RECORDS SHOWN: Begin
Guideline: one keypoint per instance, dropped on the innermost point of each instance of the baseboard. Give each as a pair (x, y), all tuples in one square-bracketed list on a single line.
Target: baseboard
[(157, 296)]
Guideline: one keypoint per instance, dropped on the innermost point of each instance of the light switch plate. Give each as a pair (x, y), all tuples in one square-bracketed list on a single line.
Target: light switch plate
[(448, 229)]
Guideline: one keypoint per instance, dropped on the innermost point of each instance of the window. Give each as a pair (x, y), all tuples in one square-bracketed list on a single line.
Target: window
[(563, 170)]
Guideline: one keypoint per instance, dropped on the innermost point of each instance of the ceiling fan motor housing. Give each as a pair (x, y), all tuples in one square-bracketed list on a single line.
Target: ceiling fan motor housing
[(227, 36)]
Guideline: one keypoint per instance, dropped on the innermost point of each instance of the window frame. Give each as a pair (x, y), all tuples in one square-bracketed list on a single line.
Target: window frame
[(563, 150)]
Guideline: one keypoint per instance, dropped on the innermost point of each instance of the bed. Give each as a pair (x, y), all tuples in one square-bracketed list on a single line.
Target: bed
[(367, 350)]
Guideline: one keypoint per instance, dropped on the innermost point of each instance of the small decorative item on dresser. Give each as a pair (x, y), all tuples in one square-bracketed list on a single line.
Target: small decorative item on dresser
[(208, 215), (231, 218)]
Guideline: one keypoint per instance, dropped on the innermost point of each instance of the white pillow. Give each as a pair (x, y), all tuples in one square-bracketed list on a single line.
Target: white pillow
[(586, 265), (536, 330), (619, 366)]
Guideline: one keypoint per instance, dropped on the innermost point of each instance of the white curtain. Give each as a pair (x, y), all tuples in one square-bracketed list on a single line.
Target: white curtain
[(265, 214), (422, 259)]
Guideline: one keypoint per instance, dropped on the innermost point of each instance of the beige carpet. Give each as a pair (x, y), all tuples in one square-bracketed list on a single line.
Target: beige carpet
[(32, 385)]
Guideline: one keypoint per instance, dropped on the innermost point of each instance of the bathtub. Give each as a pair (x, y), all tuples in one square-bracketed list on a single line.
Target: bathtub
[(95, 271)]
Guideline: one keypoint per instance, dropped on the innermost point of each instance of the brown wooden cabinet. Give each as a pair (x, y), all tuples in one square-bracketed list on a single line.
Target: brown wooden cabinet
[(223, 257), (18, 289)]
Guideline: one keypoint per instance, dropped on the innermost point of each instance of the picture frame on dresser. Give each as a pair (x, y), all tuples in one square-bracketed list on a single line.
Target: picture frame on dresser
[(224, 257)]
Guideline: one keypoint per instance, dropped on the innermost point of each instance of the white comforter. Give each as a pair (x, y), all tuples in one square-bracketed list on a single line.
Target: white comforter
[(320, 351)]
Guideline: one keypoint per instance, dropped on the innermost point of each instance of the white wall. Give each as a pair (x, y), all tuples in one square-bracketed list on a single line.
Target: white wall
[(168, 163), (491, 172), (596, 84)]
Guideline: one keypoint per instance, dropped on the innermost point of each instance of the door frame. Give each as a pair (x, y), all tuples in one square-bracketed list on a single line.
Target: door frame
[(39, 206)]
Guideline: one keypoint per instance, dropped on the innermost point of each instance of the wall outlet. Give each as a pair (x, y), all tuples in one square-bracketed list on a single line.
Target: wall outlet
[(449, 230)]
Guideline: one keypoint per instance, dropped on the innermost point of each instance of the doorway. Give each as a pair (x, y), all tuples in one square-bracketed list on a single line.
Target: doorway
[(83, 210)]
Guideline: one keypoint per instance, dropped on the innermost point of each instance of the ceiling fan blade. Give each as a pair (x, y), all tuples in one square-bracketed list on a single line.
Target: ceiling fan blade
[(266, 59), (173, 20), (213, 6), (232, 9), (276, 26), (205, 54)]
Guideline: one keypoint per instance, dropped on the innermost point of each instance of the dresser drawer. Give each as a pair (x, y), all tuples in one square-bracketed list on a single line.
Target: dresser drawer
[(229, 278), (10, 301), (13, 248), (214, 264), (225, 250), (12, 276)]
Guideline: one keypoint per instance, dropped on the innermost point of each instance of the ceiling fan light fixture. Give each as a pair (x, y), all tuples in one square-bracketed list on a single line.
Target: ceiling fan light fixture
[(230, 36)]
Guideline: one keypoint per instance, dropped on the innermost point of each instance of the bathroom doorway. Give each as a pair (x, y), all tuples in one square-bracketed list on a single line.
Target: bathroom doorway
RECORDS SHOWN: End
PROBLEM DESCRIPTION
Hand back the material above in full, exactly as written.

TASK SOLUTION
Guideline: one keypoint per instance, dropped on the innermost point of each instance of the baseboard. Give each as a pair (x, y), all tuples in one square-bracketed list on a single line.
Target: baseboard
[(157, 296)]
Guideline: one keypoint per instance, dropped on the innermost point of each instance of the light switch plate. Give each as a pair (x, y), all tuples in one square-bracketed list on a single line.
Target: light switch plate
[(448, 229)]
Guideline: one keypoint per instance, dropped on the innermost point of each instance of the window. Give each as a pair (x, y), all tuples in one square-bracketed list on a single line.
Target: window
[(563, 170)]
Guideline: one keypoint per instance, dropped on the innermost point of each instance of the ceiling fan motor housing. Give each as a pair (x, y), all tuples in one square-bracketed list on a single line.
Target: ceiling fan motor housing
[(227, 36)]
Guideline: one keypoint per instance, dropped on the innermost point of each instance of the window frame. Give each as a pair (x, y), all tuples in one square-bracketed list on a single line.
Target: window frame
[(563, 150)]
Guideline: one keypoint per instance, dropped on the innermost point of each instance of the bed. Give each as a pair (x, y), all tuples in one square-bracketed list on a single line.
Target: bed
[(367, 350)]
Guideline: one keypoint per instance, dropped on the innermost point of each instance of the small decorative item on dresser. Give each as a pair (x, y), all tuples in one square-bracketed list on a single line.
Target: small decorative item on dresser
[(208, 215), (231, 218)]
Guideline: one keypoint per instance, dropped on the innermost point of each instance of the white pillow. Give each as a pair (x, y), all tuples in one square-bracketed list on a single line.
Target: white pillow
[(586, 265), (536, 330), (619, 366)]
Guideline: one keypoint per instance, dropped on the innermost point of each instance of the white curtain. Give each as a pair (x, y), all tuples in one square-bracketed list on a single line.
Target: white curtain
[(265, 214), (422, 259)]
Guideline: one keypoint per instance, dropped on the innermost point of each instance of the beige carpet. Give each as a pair (x, y), all tuples in one square-bracketed list on a single line.
Target: beige carpet
[(32, 385)]
Guideline: one keypoint per instance, dropped on the innermost point of each instance of the bathtub. Give each as a pair (x, y), all tuples in one square-bracketed list on a single line.
Target: bathtub
[(95, 271)]
Guideline: one keypoint per instance, dropped on the innermost point of each instance of the brown wooden cabinet. Give each as a pair (x, y), all tuples in one square-bracketed list on a single line.
Target: brown wooden cabinet
[(223, 257), (18, 289)]
Guideline: one keypoint per instance, dropped on the innermost point of each instance of the picture frame on dresser. Give each as a pair (x, y), all tuples in one square-bracketed list on a single line.
Target: picture frame on dresser
[(224, 257)]
Guideline: one keypoint per instance, dropped on the innermost point of each instance of the white comforter. Give each as a pair (x, y), all tuples in one square-bracketed list on a single line.
Target: white comforter
[(320, 351)]
Guideline: one keypoint per instance, dropped on the innermost point of each instance of the white wall. Give each as a pair (x, y), all tuples in one square-bracketed list on a single line.
Target: white wall
[(168, 163), (491, 172), (596, 84)]
Guideline: one keypoint per instance, dropped on the innermost point of each instance of the door frame. Give each as a pair (x, y), all tuples in one square-bracketed list on a single line.
Target: door frame
[(39, 206)]
Guideline: one keypoint per instance, dropped on the innermost point of each instance of the wall outlet. Give each as a pair (x, y), all tuples in one square-bracketed list on a single line.
Target: wall outlet
[(449, 230)]
Guideline: one keypoint per instance, dropped on the innermost point of each instance of the doorway. Give each as a pair (x, y), all tuples in one square-bracketed list on a single line.
Target: doorway
[(83, 210)]
Guideline: one keypoint per instance, dropped on the innermost point of each instance of the ceiling fan blade. Give each as a pair (x, y), all tuples in one square-bracketed list on a single line.
Target: ceiling fan blade
[(266, 59), (173, 20), (213, 6), (232, 9), (276, 26), (205, 54)]
Guideline: one keypoint per instance, dropped on the innermost point of each instance of the dresser drawer. Give each as a pair (x, y), all tuples in one square-bracketed list on a single line.
Target: dresser drawer
[(229, 278), (10, 301), (13, 248), (214, 264), (225, 250), (12, 276)]
Guideline: one keypoint per instance, dropped on the innermost point of each instance of the ceiling fan light fixture. Give each as a pair (x, y), all tuples in one square-bracketed list on a single line.
Target: ceiling fan light fixture
[(230, 36)]
Guideline: one keypoint per instance, dropped on the innermost point of each instance of the bathroom doorway. Give each as a pair (x, y), all tuples in one square-bracketed list on a single line.
Target: bathroom doorway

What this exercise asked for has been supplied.